Prompt →
Copy the following listing line for line, with no changes to the wording or the coordinates. Leave out the pictures.

Supplied records →
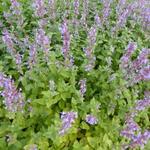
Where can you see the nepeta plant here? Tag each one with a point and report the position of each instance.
(71, 74)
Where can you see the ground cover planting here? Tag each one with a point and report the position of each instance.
(74, 74)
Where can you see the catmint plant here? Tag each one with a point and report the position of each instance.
(84, 14)
(8, 40)
(68, 118)
(14, 15)
(66, 43)
(39, 7)
(82, 87)
(90, 119)
(13, 99)
(89, 51)
(43, 42)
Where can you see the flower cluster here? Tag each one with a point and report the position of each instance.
(39, 7)
(67, 119)
(66, 43)
(89, 51)
(82, 87)
(7, 39)
(13, 98)
(32, 55)
(106, 11)
(52, 8)
(85, 12)
(132, 131)
(90, 119)
(137, 70)
(43, 42)
(15, 13)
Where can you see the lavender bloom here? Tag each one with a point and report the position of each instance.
(121, 5)
(76, 7)
(129, 50)
(92, 36)
(7, 39)
(92, 120)
(140, 140)
(32, 55)
(15, 13)
(66, 38)
(67, 119)
(13, 98)
(142, 104)
(52, 9)
(85, 13)
(66, 43)
(145, 18)
(43, 41)
(82, 87)
(89, 51)
(106, 11)
(98, 21)
(137, 70)
(145, 73)
(39, 7)
(15, 7)
(76, 13)
(142, 59)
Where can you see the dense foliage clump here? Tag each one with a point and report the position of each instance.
(74, 74)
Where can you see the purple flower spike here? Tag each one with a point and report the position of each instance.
(39, 7)
(82, 86)
(13, 99)
(67, 119)
(92, 120)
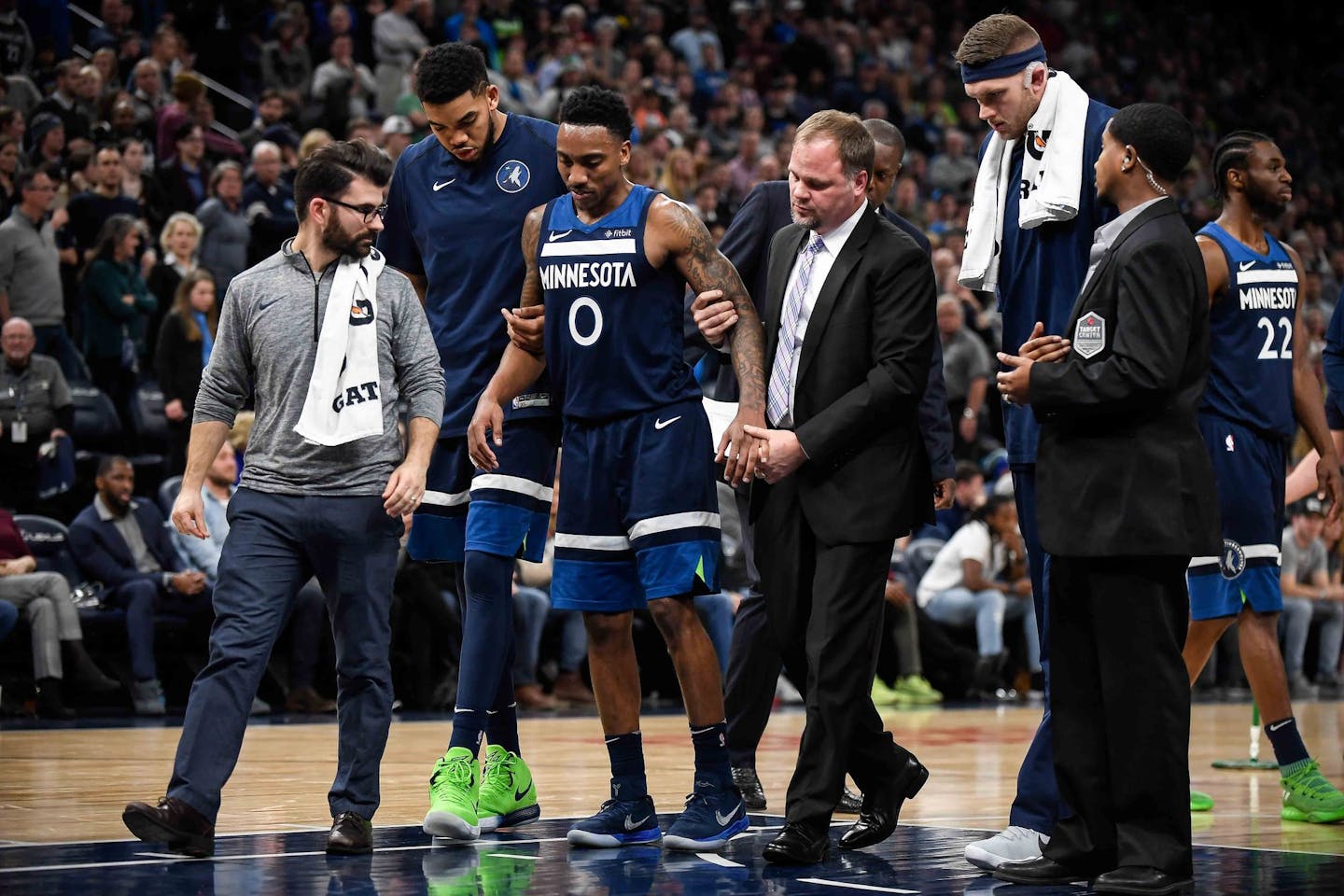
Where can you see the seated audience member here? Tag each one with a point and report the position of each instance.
(1309, 596)
(909, 684)
(961, 589)
(305, 620)
(118, 309)
(35, 409)
(225, 238)
(58, 653)
(124, 544)
(177, 241)
(186, 340)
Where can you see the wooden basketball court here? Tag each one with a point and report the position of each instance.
(70, 783)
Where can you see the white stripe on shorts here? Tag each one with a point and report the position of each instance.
(1252, 551)
(515, 483)
(592, 541)
(446, 498)
(689, 520)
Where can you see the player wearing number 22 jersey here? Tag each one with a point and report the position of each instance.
(637, 522)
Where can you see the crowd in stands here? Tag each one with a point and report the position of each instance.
(147, 160)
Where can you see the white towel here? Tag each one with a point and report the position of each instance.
(344, 394)
(1054, 164)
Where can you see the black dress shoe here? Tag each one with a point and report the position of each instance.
(880, 807)
(797, 846)
(351, 834)
(171, 822)
(1139, 879)
(1038, 871)
(749, 786)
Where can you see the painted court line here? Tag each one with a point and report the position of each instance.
(863, 887)
(720, 860)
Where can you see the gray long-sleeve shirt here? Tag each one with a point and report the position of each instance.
(268, 342)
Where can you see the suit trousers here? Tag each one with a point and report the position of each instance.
(1121, 712)
(824, 602)
(275, 543)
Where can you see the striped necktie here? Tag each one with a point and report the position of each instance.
(777, 400)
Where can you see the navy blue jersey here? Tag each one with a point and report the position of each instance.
(613, 323)
(1042, 271)
(1250, 371)
(460, 226)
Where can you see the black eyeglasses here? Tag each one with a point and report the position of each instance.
(366, 211)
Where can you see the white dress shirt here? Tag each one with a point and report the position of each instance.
(833, 244)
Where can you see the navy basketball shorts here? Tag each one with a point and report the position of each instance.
(638, 514)
(504, 512)
(1249, 470)
(1334, 413)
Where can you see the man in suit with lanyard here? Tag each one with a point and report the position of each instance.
(753, 660)
(1127, 497)
(849, 328)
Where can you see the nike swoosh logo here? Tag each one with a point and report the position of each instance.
(723, 819)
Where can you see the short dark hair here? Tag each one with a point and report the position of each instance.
(967, 471)
(598, 107)
(109, 461)
(449, 70)
(1231, 152)
(1160, 134)
(329, 170)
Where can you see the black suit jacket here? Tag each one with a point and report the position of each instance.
(861, 371)
(103, 553)
(746, 244)
(1123, 468)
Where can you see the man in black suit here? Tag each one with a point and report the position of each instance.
(753, 658)
(849, 315)
(1127, 497)
(124, 544)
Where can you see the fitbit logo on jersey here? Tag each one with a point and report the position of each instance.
(585, 274)
(355, 395)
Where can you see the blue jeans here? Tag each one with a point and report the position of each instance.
(988, 610)
(275, 543)
(1295, 621)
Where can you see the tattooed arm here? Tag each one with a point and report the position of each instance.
(518, 369)
(687, 242)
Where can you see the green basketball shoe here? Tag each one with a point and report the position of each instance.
(509, 792)
(1309, 797)
(452, 797)
(916, 690)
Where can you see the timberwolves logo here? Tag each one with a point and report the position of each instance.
(512, 176)
(1036, 141)
(360, 312)
(1233, 560)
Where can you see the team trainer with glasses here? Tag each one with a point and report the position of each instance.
(327, 489)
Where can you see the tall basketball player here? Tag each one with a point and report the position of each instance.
(637, 525)
(455, 216)
(1261, 387)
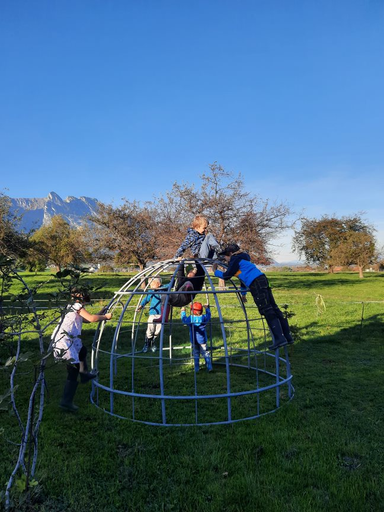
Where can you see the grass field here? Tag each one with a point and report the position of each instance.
(321, 451)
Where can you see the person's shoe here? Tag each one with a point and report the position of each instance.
(289, 338)
(87, 376)
(68, 394)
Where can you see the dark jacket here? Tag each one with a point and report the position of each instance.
(240, 266)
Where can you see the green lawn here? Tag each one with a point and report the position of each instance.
(321, 451)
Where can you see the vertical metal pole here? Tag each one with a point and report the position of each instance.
(277, 378)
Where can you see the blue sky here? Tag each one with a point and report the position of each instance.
(121, 98)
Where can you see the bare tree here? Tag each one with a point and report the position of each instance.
(234, 214)
(12, 242)
(331, 241)
(125, 234)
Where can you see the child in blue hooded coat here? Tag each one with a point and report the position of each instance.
(240, 265)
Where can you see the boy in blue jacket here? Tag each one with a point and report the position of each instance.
(239, 264)
(197, 323)
(153, 328)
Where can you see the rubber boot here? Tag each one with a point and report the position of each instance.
(279, 340)
(68, 394)
(152, 344)
(146, 345)
(85, 375)
(286, 331)
(208, 362)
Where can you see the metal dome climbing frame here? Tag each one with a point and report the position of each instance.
(162, 388)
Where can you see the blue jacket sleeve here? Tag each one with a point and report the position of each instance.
(146, 299)
(232, 269)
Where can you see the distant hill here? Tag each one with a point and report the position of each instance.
(38, 212)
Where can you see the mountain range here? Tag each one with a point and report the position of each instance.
(37, 212)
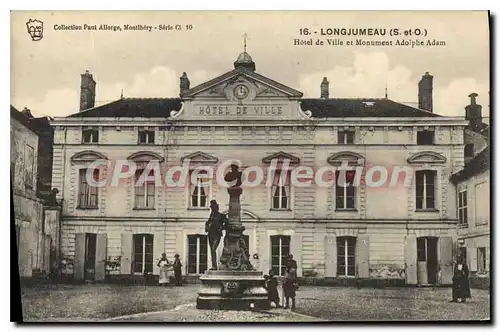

Solution for this exercise →
Where can you see the nepeta plant here? Tag each one with a point and report the position of each instance.
(71, 74)
Where can you see the ground cover planting here? Tag each one with a point and report the position of each instance.
(74, 74)
Where can you see the catmint plant here? Tag each one with a point and report the position of each instance.
(84, 14)
(8, 40)
(68, 118)
(14, 15)
(66, 43)
(39, 7)
(82, 87)
(90, 119)
(13, 99)
(89, 51)
(43, 42)
Where can you see the flower cluster here? Tag each one with a point and report the position of each instance.
(39, 7)
(67, 119)
(66, 43)
(89, 51)
(82, 87)
(7, 39)
(13, 98)
(32, 55)
(106, 11)
(52, 8)
(85, 12)
(132, 131)
(90, 119)
(137, 70)
(43, 42)
(15, 13)
Where can you see the lavender bloom here? Tag each one with a point and report the position of each instance.
(121, 5)
(76, 7)
(129, 50)
(92, 36)
(7, 39)
(92, 120)
(140, 140)
(32, 55)
(15, 13)
(66, 38)
(67, 119)
(13, 98)
(142, 104)
(52, 9)
(85, 13)
(66, 43)
(145, 18)
(43, 41)
(82, 87)
(89, 51)
(106, 11)
(98, 21)
(137, 70)
(145, 73)
(39, 7)
(15, 7)
(76, 13)
(142, 59)
Where can you see the dense foliage clump here? Tag each one with a point and report the position of each instance.
(74, 74)
Where can you see the purple flower spike here? Tag each one with a point and report the position of each instance.
(39, 7)
(82, 86)
(13, 99)
(67, 119)
(92, 120)
Where can you see the seated audience member here? Tag each one with a point and report the position of each instance.
(1309, 596)
(909, 684)
(961, 589)
(305, 620)
(118, 309)
(35, 409)
(225, 238)
(58, 653)
(124, 544)
(177, 241)
(186, 340)
Where can you see the wooden basketball court here? Tag each one with a point and report the position of each instance.
(70, 783)
Where can you see the white stripe on shorts here? Tag each one with a point and report the position of each instance.
(1252, 551)
(515, 483)
(592, 541)
(446, 498)
(689, 520)
Where can you see the player wearing number 22 jersey here? Tag each one with a point and report the position of each instance.
(637, 522)
Where can you see the crowd in stands here? Tag each one with a point and report the position of each instance.
(147, 160)
Where can you see the white towel here? Tag each one with a point and report the position of each instance.
(344, 394)
(1054, 164)
Where can you see the black dress shoe here? Tag each one with a point and report the position of each instance.
(880, 807)
(797, 846)
(351, 834)
(171, 822)
(1139, 879)
(1038, 871)
(749, 786)
Where can you see the painted court line here? Tag each one with a point and report the position of each instance.
(863, 887)
(720, 860)
Where can you see the gray long-sleeve shirt here? Tag each one with a point and report the position of each instance.
(268, 342)
Where can you see the suit trousers here? Tag each one with a point and report the position of each instance.
(1121, 712)
(824, 602)
(275, 543)
Where can you see the striped necktie here? Tag each one with a point and report the position of each instance.
(777, 400)
Where can you see the navy blue jersey here? Tag each one with a point and report the position of each instance.
(613, 323)
(1042, 271)
(1250, 371)
(460, 226)
Where can you see the black eyeglasses here? Tag each one with a point and report the position of each instance.
(366, 211)
Where can you see the white dress shirt here? Tag each one with a point and report the position of each instance.
(833, 244)
Where can you see the navy basketball shorts here? Tag each one with a point and report the position of each instance.
(638, 514)
(504, 512)
(1249, 470)
(1334, 413)
Where can you see the man in suit with lanyard here? Tag each one with a point and report the position of each instance.
(753, 660)
(1127, 497)
(849, 328)
Where can you see the nike swoosh logo here? Tag each one with a point and report the position of each instance.
(723, 819)
Where can you see the short dark hair here? Tag each one with a point and report the position of each instance.
(967, 471)
(598, 107)
(109, 461)
(449, 70)
(1231, 152)
(1160, 134)
(329, 170)
Where can you see the black suit jacket here? Tag each one with a point and report the position of each instance.
(861, 371)
(103, 553)
(746, 244)
(1123, 468)
Where can you see the man in black suit here? Tag each one with a point and report the position of each instance.
(753, 658)
(849, 315)
(1127, 497)
(124, 544)
Where can you see the fitbit logo on jersey here? Tag each one with a point and report the position of each instance.
(585, 274)
(355, 395)
Where can you see the blue jeans here? Tag each one with a point and report the position of each instance.
(988, 610)
(275, 543)
(1295, 621)
Where can you see the tattooed arm here? Tag each one with a point and report the position of each instance.
(518, 369)
(687, 242)
Where can you see the green basketball shoe here? Tag each one with a point and report the position of each instance.
(509, 792)
(1309, 797)
(452, 797)
(916, 690)
Where can you see the timberwolves logo here? Tag each one with a point and report the position of each instance.
(512, 176)
(1036, 141)
(360, 312)
(1233, 560)
Where can you see the team trainer with glasses here? Tag each one with a point and report the position of each instance.
(327, 489)
Where can you see the tall basketball player here? Tag each one with a point and report the position of each instance.
(637, 525)
(455, 216)
(1261, 387)
Where can you see the grass field here? Tag each one with a point and report the position of each instance.
(321, 451)
Where can you see the person's shoe here? Tag each one with a point and report the position of each instance.
(289, 338)
(87, 376)
(68, 394)
Where can you see the dark jacket here? Tag each one with a point and report the position of each instance.
(240, 266)
Where can you see the green lawn here? Tag each one with a point and report the position of each instance.
(321, 451)
Where can you see the vertical metal pole here? Tag each one with a point and report the position of each instance.
(277, 378)
Where can you see the blue sky here? Tag each one with a point and report the position of each instance.
(121, 98)
Where can you see the bare tree here? Tag each one with a point and report the position of each instance.
(234, 214)
(12, 242)
(331, 241)
(125, 234)
Where can you see the child in blue hooded coat here? Tag each one with a point and report the position of each instance.
(240, 265)
Where can you see the boy in blue jacket here? Tag each one with a point and report the position of each instance.
(239, 264)
(197, 323)
(153, 328)
Where can you see the rubber boot here? Tag each one with a point and report the position of each instance.
(279, 340)
(68, 394)
(152, 344)
(146, 345)
(85, 375)
(286, 331)
(208, 362)
Where can you see the metal dome climbing frame here? Tag each one with a point and report the position of each instance.
(162, 388)
Where can you see the blue jacket sleeve here? Tag each one with a point and report the position of each instance.
(146, 299)
(232, 269)
Where can you see the distant hill here? Tag each one with a point and report the position of each instance.
(38, 212)
Where can you see the mountain range here? Tag each one with a point and report the position of each instance.
(37, 212)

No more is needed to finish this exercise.